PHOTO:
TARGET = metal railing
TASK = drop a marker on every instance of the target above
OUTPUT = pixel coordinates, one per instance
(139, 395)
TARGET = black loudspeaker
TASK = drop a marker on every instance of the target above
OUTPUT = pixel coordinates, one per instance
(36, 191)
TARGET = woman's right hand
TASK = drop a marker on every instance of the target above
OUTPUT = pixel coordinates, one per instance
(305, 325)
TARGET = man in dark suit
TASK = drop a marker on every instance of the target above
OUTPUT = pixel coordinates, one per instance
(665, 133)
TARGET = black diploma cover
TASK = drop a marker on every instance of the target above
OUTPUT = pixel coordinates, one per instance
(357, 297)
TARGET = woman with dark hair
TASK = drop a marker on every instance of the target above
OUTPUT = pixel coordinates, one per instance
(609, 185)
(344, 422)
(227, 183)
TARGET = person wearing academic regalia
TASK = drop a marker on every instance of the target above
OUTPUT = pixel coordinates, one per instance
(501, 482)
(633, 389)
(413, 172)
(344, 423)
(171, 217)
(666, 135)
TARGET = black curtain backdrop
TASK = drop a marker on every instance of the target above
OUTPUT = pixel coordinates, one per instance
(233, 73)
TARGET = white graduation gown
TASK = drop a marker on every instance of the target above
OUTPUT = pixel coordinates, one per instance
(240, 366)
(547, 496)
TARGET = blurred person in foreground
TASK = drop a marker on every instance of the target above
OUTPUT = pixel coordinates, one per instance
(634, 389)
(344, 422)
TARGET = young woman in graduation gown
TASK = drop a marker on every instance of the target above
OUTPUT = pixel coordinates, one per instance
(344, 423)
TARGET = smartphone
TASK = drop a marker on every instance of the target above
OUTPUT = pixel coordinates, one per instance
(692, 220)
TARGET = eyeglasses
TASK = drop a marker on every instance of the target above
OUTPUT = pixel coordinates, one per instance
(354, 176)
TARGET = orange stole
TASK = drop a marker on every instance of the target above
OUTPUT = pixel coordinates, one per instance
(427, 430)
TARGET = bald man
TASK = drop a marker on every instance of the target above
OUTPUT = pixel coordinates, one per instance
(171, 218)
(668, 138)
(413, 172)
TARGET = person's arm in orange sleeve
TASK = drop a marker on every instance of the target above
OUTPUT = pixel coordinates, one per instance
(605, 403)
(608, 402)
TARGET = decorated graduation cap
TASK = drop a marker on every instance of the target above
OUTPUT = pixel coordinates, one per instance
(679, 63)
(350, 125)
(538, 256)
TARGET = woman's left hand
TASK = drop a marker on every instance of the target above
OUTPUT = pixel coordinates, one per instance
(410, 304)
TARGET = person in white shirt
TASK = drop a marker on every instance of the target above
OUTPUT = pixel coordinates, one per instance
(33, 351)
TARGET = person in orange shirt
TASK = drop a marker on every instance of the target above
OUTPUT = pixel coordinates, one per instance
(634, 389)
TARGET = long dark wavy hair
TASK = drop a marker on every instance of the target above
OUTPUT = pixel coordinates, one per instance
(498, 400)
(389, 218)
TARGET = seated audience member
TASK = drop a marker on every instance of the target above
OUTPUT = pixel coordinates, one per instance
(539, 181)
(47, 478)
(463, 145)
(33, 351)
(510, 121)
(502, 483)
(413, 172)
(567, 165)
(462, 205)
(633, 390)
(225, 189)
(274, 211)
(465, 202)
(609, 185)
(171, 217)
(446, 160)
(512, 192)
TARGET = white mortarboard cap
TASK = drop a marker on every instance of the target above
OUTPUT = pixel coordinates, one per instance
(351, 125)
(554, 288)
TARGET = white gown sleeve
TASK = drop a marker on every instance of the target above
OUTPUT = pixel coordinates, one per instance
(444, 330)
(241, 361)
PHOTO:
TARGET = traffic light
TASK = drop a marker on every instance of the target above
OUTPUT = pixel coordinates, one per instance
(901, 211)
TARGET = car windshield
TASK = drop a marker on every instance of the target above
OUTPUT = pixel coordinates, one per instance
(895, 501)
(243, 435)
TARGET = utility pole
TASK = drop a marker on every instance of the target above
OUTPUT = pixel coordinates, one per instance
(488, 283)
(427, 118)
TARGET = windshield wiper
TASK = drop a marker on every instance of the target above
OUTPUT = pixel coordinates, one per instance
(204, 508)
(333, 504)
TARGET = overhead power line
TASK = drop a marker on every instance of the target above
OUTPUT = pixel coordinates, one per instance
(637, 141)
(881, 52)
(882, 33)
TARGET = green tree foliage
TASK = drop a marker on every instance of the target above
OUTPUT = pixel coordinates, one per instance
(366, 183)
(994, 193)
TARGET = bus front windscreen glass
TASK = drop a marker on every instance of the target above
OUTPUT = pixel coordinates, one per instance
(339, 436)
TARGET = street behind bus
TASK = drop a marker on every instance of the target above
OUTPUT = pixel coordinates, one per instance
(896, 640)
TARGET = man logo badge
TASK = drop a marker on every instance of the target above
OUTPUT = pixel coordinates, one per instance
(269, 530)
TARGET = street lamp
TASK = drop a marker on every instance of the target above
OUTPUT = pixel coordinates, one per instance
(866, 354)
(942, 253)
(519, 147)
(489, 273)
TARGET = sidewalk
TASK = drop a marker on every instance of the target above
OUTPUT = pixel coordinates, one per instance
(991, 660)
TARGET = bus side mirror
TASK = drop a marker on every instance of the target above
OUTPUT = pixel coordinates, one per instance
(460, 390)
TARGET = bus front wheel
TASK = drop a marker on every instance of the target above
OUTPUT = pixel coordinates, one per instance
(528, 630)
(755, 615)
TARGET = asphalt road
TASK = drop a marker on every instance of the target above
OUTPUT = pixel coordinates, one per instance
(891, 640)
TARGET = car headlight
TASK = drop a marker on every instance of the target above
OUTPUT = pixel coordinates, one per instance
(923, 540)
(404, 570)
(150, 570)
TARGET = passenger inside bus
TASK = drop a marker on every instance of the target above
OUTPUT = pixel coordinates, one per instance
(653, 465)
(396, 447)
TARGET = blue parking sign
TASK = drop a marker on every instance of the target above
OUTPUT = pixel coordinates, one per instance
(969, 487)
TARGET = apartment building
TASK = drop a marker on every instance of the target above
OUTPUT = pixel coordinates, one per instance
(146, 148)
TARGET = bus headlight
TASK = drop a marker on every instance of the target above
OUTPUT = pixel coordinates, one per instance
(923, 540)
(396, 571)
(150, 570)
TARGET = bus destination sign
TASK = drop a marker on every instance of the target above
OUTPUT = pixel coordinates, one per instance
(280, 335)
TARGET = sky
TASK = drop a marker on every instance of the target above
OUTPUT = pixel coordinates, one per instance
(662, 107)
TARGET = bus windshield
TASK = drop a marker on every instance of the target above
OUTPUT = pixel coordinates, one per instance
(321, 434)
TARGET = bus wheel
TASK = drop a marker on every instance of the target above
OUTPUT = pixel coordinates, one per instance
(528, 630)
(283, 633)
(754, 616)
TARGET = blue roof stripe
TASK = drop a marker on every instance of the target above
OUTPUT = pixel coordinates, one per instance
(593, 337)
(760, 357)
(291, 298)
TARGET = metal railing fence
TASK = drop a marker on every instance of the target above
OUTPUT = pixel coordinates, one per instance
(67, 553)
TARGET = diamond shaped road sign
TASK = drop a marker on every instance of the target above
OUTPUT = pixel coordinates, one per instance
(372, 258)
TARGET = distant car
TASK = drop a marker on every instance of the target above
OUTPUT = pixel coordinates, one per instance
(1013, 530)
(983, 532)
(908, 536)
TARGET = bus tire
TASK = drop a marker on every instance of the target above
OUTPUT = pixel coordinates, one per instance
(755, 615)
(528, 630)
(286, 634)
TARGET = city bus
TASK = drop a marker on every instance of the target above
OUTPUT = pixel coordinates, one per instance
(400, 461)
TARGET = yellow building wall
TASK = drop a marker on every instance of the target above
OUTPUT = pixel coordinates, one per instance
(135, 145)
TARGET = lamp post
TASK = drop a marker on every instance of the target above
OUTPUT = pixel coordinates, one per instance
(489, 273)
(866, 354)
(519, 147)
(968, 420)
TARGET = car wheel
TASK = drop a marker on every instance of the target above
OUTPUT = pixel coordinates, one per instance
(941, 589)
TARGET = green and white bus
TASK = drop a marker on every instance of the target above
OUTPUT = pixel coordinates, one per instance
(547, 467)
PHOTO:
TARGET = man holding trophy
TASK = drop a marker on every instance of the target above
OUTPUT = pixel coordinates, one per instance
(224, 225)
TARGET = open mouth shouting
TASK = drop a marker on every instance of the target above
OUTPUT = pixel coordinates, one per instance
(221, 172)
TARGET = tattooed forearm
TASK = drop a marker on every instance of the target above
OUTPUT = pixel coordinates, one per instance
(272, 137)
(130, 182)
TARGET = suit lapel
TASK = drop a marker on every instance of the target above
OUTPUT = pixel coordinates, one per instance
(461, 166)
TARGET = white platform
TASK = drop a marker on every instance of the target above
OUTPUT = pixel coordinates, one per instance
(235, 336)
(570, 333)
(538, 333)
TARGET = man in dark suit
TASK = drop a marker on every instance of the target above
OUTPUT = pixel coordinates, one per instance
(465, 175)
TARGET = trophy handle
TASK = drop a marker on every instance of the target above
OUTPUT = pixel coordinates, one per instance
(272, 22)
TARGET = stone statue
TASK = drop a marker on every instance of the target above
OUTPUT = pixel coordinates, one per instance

__________

Exercise description - Counting only lines that hold the string "gown", give the number of such lines in the records. Write nothing else.

Problem solution - 3